BEGIN Data provided

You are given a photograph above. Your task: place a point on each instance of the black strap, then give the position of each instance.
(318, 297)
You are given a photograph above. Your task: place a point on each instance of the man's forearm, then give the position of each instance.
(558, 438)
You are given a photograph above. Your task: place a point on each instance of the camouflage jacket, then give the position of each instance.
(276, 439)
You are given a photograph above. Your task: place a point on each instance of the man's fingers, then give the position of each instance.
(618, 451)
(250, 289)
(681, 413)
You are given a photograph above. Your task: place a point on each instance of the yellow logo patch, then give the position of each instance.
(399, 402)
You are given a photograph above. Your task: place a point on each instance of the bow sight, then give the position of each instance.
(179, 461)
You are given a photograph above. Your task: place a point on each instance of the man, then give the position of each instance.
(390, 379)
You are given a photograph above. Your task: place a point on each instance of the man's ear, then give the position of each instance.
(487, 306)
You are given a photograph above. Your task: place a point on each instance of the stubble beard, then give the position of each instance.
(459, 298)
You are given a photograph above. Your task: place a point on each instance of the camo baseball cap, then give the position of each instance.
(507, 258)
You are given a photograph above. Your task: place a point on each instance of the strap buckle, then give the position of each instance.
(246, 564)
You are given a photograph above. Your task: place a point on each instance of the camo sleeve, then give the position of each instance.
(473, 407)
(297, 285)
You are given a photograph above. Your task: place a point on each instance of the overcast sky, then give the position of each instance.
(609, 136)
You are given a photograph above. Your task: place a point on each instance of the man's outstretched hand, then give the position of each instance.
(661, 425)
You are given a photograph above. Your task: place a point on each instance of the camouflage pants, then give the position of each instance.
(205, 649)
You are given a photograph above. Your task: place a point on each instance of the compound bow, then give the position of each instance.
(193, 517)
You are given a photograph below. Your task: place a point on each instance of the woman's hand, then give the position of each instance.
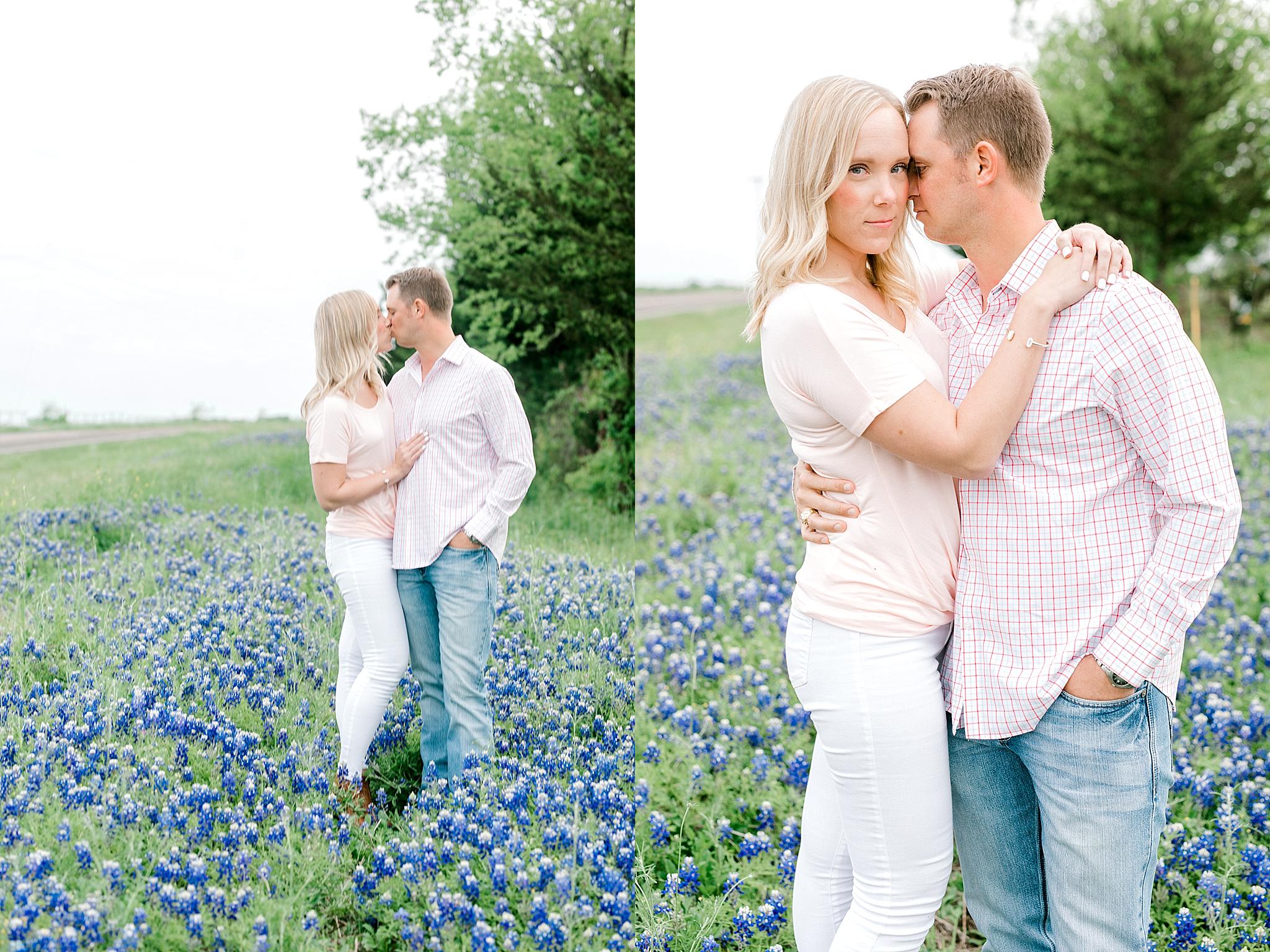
(1061, 284)
(408, 452)
(1104, 258)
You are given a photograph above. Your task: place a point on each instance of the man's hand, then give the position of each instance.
(809, 491)
(1091, 683)
(461, 541)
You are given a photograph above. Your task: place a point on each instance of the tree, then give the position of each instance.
(523, 180)
(1161, 123)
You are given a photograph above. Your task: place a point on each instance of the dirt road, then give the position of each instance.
(52, 439)
(664, 304)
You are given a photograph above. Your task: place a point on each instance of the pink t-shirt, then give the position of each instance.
(360, 437)
(832, 366)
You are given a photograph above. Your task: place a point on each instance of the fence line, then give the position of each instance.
(22, 418)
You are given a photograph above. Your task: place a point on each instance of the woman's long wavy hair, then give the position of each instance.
(347, 347)
(810, 161)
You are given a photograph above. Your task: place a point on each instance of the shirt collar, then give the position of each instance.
(1021, 275)
(455, 353)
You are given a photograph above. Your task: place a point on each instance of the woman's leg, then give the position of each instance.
(878, 710)
(350, 667)
(368, 583)
(822, 879)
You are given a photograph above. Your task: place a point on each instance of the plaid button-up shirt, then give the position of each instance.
(479, 461)
(1109, 513)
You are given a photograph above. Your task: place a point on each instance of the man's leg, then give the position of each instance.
(464, 580)
(1103, 771)
(997, 829)
(419, 607)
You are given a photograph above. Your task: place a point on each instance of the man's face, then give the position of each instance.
(399, 318)
(940, 186)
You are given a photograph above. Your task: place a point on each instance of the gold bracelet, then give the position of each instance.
(1032, 342)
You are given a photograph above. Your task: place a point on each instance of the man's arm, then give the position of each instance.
(508, 432)
(809, 489)
(1155, 381)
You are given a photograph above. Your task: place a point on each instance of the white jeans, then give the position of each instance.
(374, 653)
(877, 845)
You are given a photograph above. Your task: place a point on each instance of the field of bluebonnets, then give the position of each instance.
(168, 658)
(724, 747)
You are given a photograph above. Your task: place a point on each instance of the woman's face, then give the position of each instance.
(383, 333)
(866, 209)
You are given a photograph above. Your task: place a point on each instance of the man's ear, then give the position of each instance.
(986, 163)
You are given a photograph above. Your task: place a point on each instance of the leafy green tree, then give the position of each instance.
(1161, 116)
(522, 180)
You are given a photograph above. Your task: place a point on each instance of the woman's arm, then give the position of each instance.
(923, 427)
(334, 489)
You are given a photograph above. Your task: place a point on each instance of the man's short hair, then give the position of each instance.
(426, 284)
(995, 104)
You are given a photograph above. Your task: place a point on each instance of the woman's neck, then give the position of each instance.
(842, 263)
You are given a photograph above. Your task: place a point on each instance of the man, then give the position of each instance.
(1085, 557)
(451, 512)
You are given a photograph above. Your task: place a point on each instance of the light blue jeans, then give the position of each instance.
(1059, 829)
(448, 610)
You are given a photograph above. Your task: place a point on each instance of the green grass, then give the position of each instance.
(259, 465)
(714, 332)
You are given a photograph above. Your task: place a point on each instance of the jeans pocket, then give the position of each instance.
(1113, 705)
(798, 648)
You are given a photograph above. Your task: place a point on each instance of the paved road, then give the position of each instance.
(52, 439)
(671, 302)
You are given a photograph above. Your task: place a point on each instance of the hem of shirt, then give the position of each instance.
(877, 625)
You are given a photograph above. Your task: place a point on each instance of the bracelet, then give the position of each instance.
(1032, 342)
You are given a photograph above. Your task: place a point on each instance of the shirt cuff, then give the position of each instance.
(481, 527)
(1122, 663)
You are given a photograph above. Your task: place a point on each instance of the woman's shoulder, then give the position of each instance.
(794, 302)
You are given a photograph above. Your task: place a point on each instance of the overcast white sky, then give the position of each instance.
(714, 82)
(179, 191)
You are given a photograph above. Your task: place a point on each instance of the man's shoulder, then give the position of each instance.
(483, 366)
(1135, 305)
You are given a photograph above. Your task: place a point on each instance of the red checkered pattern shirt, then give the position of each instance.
(1109, 513)
(479, 460)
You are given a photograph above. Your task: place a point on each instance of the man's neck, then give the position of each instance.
(435, 346)
(1006, 234)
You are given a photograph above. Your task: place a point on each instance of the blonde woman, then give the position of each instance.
(858, 374)
(355, 471)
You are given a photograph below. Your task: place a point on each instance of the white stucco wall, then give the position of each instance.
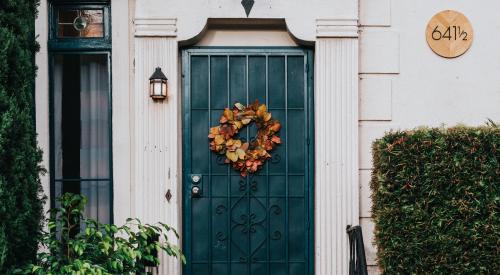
(404, 84)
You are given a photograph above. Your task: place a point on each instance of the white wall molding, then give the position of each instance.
(336, 134)
(155, 150)
(338, 27)
(162, 27)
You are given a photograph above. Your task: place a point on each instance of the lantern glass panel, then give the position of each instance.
(164, 88)
(157, 88)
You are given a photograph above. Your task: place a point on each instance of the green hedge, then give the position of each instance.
(20, 206)
(436, 195)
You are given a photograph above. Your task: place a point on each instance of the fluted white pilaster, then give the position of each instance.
(336, 134)
(155, 150)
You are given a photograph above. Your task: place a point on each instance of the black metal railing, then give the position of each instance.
(357, 258)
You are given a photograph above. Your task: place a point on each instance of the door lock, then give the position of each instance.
(195, 191)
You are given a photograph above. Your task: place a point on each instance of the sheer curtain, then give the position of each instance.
(95, 128)
(82, 130)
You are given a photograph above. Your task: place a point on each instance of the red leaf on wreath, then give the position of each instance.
(276, 139)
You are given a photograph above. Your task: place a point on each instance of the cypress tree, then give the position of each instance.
(21, 205)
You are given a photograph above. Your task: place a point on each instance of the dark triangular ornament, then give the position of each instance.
(247, 5)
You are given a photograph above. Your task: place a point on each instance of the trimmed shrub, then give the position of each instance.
(20, 205)
(436, 195)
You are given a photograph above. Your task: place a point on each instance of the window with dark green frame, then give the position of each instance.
(80, 104)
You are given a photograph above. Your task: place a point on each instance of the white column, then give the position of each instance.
(336, 139)
(156, 128)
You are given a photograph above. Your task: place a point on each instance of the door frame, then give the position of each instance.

END Data provided

> _Work required_:
Return every entry above exactly as written, with no pictures included.

> _Response area_:
You are given a photograph above. Your task: place a point on each instance of the black strap, then give the position of each instance.
(318, 297)
You are given a photograph above. Your task: place a point on each instance of the man's forearm, then give the position of each instance.
(558, 438)
You are given a photograph above. Your task: place a point on each instance of the camouflage jacket, then give the position of each instance.
(276, 439)
You are given a photograph above. Your task: place a point on each instance of the man's fingers, then give the position of each instance.
(618, 451)
(250, 289)
(681, 413)
You are given a photograph above. Your task: place a point on each instance of the yellow logo patch, then give the position of each instance.
(399, 402)
You are given a photograph above. Your task: place a point on each instance of the bow sight, then give the position of each instance.
(179, 461)
You are given a photograph above. Your task: place a point on each instance of the man, then give the position of each instance.
(390, 379)
You are given a photograph above. Your task: place a point on each instance of the man's ear, then give the position of each instance.
(487, 306)
You are given a photograph above. Your task: place a point on each instance of the stubble beard, then give the position of each instance.
(459, 298)
You are given a photograph above. Your task: place a point on each instance of the camo baseball cap, then give the position of each instance.
(507, 258)
You are given a photograph above. Your task: place a point on each instance of the strap buckle, then give the position of each instance.
(246, 564)
You are given a photograph above. Your task: place a point on each instance of the camo sleeve, then give the position of each instance.
(473, 407)
(297, 285)
You are given a photograph above. Your task: place a point on each instance of the overcast sky, then give the position of each instance.
(609, 136)
You are given a photograph above. Your task: place a point on each instance of the man's outstretched hand, then give the position of each instance.
(661, 425)
You are given a photograph above. Your task: place a point on each instance of the camouflage pants, then give the position of each instance.
(205, 649)
You are given a photograph above. Your task: place a point on each instance of the compound bow, then give the position of each instance.
(193, 517)
You are given a photograph below. Your task: place a point on each instance of the woman's hand, then give the position of each instance.
(1061, 284)
(408, 452)
(1104, 258)
You are given a photograph above. Your task: place a point on each instance of the man's hand, then give the position of each instance.
(809, 491)
(1091, 683)
(461, 541)
You are given a photograph above. Your task: place a point on each instance of the tree, then give the position of each instance.
(523, 180)
(1161, 123)
You are given a photograph above. Your task: place a point on each instance of the dirt road, then give the position of each instance.
(52, 439)
(664, 304)
You are given a photograph above. Your task: place a point on each instance of the pink t-shirt, then give the position of each instance.
(360, 437)
(832, 366)
You are given a photograph above. Your task: place a point on each instance of the fence line, then give the position of each instance.
(22, 418)
You are given a photograph above. Your task: place a point on each instance of the woman's long wavy hair, then give the position of each instance.
(347, 347)
(810, 161)
You are given a photograph above. Your task: place a point on each instance of the shirt collar, then give the position of each instance.
(1021, 275)
(455, 353)
You are given a photograph above. Your task: place a point on each instance of the woman's leg, then give the position of each instance.
(878, 710)
(350, 667)
(368, 583)
(822, 879)
You are given a photograph above. Your task: place a point on each instance of the plaid button-up shirt, then give the position of each instance.
(479, 461)
(1109, 513)
You are given a photograph above. Your task: place a point on each instance of the man's leg, then give the position of each instance.
(464, 580)
(1103, 771)
(997, 829)
(419, 607)
You are given a photograph above. Your task: place a point on each instance of the man's face, then give the position of each instance.
(399, 318)
(940, 186)
You are given a photograph above. Your task: place a point on each instance of the gold bracelet, then give the position of each instance.
(1032, 342)
You are given a photograph above. Your task: place a point on each instance of the man's arm, then give the position of each instance.
(508, 432)
(809, 489)
(1155, 381)
You are given a photograph above. Your task: place a point on each instance of the white jeans, then give the position of each instance.
(374, 653)
(877, 845)
You are given a photograph above. Your task: place a point on each instance of the field of bluebonnets, then give the position of each instance.
(168, 658)
(724, 747)
You are given a photograph above. Your task: place a point on each instance of the woman's face, then give the position of each instance.
(383, 333)
(866, 209)
You are given a photograph above. Your task: place a point on each instance of the man's ear, then give the position of each instance.
(986, 163)
You are given a photograph above. Your task: place a point on each instance of the leafy green tree, then give the position of each instance.
(1161, 116)
(522, 180)
You are given a photograph above. Your task: place a point on each instance of the woman's arm, then give the position of each instance.
(923, 427)
(334, 489)
You are given a photograph above. Your task: place a point on each instance of the man's short hair, then give the position of each instance.
(426, 284)
(995, 104)
You are given a photograph above. Your task: place a point on each instance of the woman's neck, then give the position of each instance.
(842, 263)
You are given a photograph above. Your task: place a point on each instance of the man, then give the position of each instance.
(1085, 557)
(451, 512)
You are given a photograph above. Your task: place a point on each instance of the light blue jeans, then give the position of each instance.
(1059, 829)
(448, 610)
You are given a photograph above. Your task: place a point on each instance of the green grass, then give the position of each instance.
(259, 465)
(714, 332)
You are given a photograph above. Your task: place a point on each instance of the jeans pocket, then give the position of each instance.
(1113, 705)
(798, 648)
You are given a photograph above. Your task: place a point on each instance of the paved road, then give the position of each instance.
(52, 439)
(671, 302)
You are given a photograph above. Your task: place a point on each instance of the hem of shirt, then give the position of each instance.
(877, 625)
You are given a photograph above. Your task: place a point on each instance of the bracelet, then give the position of each instance.
(1032, 342)
You are given a photograph above. Your task: place a point on each instance of the shirt cuff, then give the position of each instance.
(481, 527)
(1122, 663)
You are given a photograph above. Your task: place a point on each instance of the woman's shoulder, then give the position of each instance.
(794, 302)
You are given a photograph above. Your task: place a point on each instance of the overcast white sky, then give the position of each instance.
(714, 82)
(179, 191)
You are given a photograph above. Your task: place a point on each instance of the man's shoulder, then give the position of each instance.
(483, 366)
(1135, 305)
You are given a photograph above. Your task: place a point on each instance of the red checkered pattern shirt, then give the position of each instance.
(1109, 513)
(479, 460)
You are given a photograph above. Your task: place a point on each instance of the man's neck, then give the position of each instance.
(435, 346)
(1006, 234)
You are given a photograph above. Your task: place a point on each instance of the blonde woman, then give the position of each instance.
(858, 374)
(355, 471)
You are given a photograph below. Your task: place a point on each instance of the white stucco wall, then give the position of each instance.
(404, 84)
You are given a photograph above. Your task: place a point on each instance of the white wall molding, then give the position of each instance.
(336, 134)
(155, 150)
(338, 27)
(162, 27)
You are given a photograph above. Your task: place a point on each instance of the lantern glass panel, then give the position of each instance.
(164, 88)
(157, 88)
You are given a photograph above. Your task: place a point on each instance of the green hedge, then give the position of each instance.
(20, 206)
(436, 195)
You are given a photograph above. Your task: place a point on each instance of the fluted white pilaster, then give the position of each instance.
(336, 134)
(155, 150)
You are given a photograph above. Your task: place a point on each instance of the black metal railing, then give the position of each instance.
(357, 258)
You are given a photograph above. Your task: place a point on each instance of the door lock, then give the position of each instance.
(195, 191)
You are given a photograph above. Your task: place a point on each instance of the sheer curtain, then give the position of each instance.
(95, 128)
(82, 130)
You are given a photograph above. Your task: place a point on each instance of the red leaf on wreath, then give the position of each instance.
(276, 139)
You are given a photograph above. Your task: place a point on each instance of the cypress tree, then give the position of each instance.
(21, 205)
You are given a photograph above. Your task: place a point on each instance of the dark triangular ornament, then give the position of each instance.
(247, 5)
You are given a photograph above. Your task: place a point on each instance of the trimmed shrub, then give the position of each instance.
(20, 205)
(436, 195)
You are given a photograph above. Your task: place a point on each instance of the window with dark green frame, then give the position of each instance.
(80, 104)
You are given a photograph above. Your task: place a point on each instance of the white column, then give the position of each instance.
(336, 139)
(156, 128)
You are given a photograph above. Your task: place a point on each instance of the door frame, then give the position of each instance.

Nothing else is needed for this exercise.